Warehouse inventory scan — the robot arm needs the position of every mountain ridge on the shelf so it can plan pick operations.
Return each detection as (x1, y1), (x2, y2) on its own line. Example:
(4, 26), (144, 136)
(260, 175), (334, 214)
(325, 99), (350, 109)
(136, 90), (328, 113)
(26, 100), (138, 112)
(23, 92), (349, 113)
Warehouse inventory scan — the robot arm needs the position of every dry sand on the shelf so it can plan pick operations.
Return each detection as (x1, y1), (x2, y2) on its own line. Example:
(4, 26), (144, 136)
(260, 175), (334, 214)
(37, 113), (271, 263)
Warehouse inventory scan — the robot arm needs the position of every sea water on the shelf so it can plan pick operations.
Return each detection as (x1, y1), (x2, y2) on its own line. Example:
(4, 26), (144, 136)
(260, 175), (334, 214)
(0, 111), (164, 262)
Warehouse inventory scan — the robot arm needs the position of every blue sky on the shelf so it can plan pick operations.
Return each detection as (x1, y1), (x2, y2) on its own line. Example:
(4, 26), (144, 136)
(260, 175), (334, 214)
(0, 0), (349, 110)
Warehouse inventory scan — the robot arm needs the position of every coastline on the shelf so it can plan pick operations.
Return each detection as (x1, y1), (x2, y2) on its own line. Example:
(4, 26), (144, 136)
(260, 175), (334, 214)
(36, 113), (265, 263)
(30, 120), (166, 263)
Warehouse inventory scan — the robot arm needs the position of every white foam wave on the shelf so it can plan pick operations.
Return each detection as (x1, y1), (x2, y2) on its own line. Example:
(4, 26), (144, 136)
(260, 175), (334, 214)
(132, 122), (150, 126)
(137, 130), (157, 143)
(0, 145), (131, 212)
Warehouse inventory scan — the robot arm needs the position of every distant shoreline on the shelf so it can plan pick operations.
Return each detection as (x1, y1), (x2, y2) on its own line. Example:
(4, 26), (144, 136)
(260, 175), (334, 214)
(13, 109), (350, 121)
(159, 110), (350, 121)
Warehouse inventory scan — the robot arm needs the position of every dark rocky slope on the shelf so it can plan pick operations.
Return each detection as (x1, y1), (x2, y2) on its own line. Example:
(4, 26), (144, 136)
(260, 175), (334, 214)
++++
■ Required action
Start at the line with "of every blue" and stop at the end of the records. Write those lines out exactly and add nothing.

■ Your solution
Warehouse inventory scan — the robot arm needs the position of every blue sky on the shelf so it can plan pick operations.
Return each detection as (x1, y1), (x2, y2) on its own line. Example:
(4, 26), (144, 136)
(260, 175), (334, 214)
(0, 0), (349, 110)
Warehouse inventory scan — the robot arm needs the position of every coastline on the shelf so it can plan pick operations.
Return each detection as (x1, y1), (x2, y2) on its own line. Example:
(4, 26), (144, 136)
(260, 175), (334, 214)
(36, 113), (265, 263)
(30, 120), (166, 263)
Warehouse inventory scan — the robot arm needs the position of every white foam wave on the shelf so it can plan pick operations.
Return each detection as (x1, y1), (x2, y2) on its own line. Example:
(4, 26), (144, 136)
(260, 175), (334, 214)
(132, 122), (150, 126)
(137, 130), (157, 143)
(0, 145), (131, 212)
Warehouse inventory scan — the robot arm needs the position of every distant shoreline on the shelf so it can plan pick operations.
Return each detection as (x1, y1), (x2, y2) on its own line. Example:
(4, 26), (144, 136)
(260, 175), (334, 214)
(13, 109), (350, 121)
(159, 110), (350, 121)
Warehouse inventory scan — the robot arm needs the position of every dark rocky slope on the shelf so it can plan pick operations.
Return each detection as (x1, y1), (x2, y2) on its own line. Example:
(4, 26), (144, 136)
(260, 175), (334, 214)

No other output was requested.